Exercise
Copy the lines below, beginning with the one that contains "Target: black leather shoe" and continuing through the final line, exactly as written and with no other lines.

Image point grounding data

((

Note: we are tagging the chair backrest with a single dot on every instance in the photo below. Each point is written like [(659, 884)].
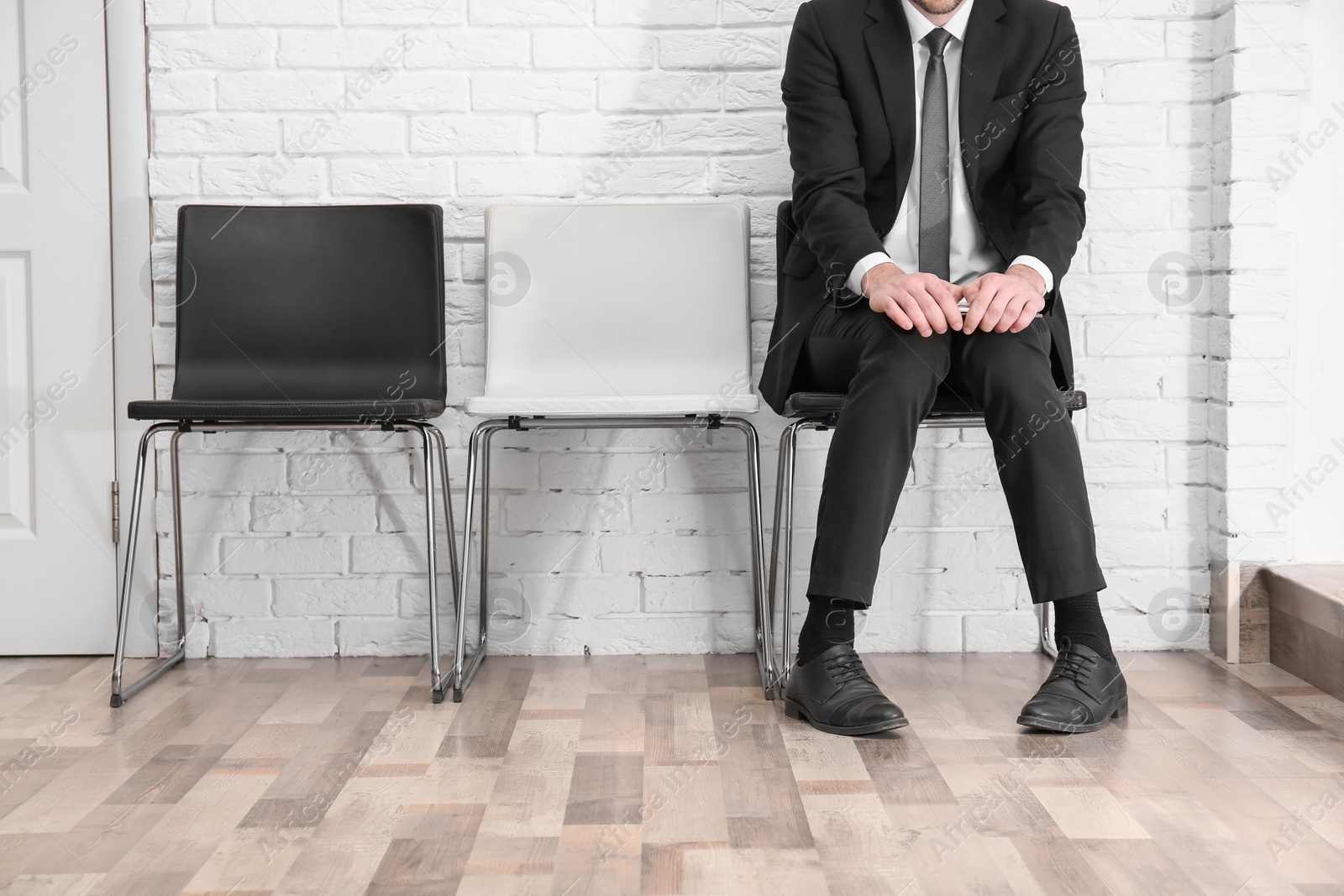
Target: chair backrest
[(319, 302), (604, 300)]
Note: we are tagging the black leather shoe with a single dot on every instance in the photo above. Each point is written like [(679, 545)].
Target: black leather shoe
[(1084, 692), (833, 694)]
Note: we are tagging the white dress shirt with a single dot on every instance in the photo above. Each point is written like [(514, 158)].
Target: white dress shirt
[(972, 253)]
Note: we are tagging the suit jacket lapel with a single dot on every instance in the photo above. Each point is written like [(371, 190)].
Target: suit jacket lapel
[(981, 60), (893, 58)]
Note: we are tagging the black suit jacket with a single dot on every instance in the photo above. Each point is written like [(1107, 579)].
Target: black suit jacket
[(848, 90)]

))

Reply to the exercise
Target: black leather shoe
[(1084, 692), (833, 694)]
Note: we are tagging the white dress shirt with a single dot on every instance in the photo above. Each point is written like [(514, 158)].
Target: white dress shirt
[(972, 253)]
Note: we are tagging the suit jacket lapel with a single dot on every instance in the photo above. Each point is written like [(371, 190)].
Target: suit jacket lapel
[(981, 60), (893, 58)]
Note: we are tagging the black suit jacket with a single dot on every instance in the photo above. Each point is written like [(1107, 579)].
Target: black suit jacket
[(848, 90)]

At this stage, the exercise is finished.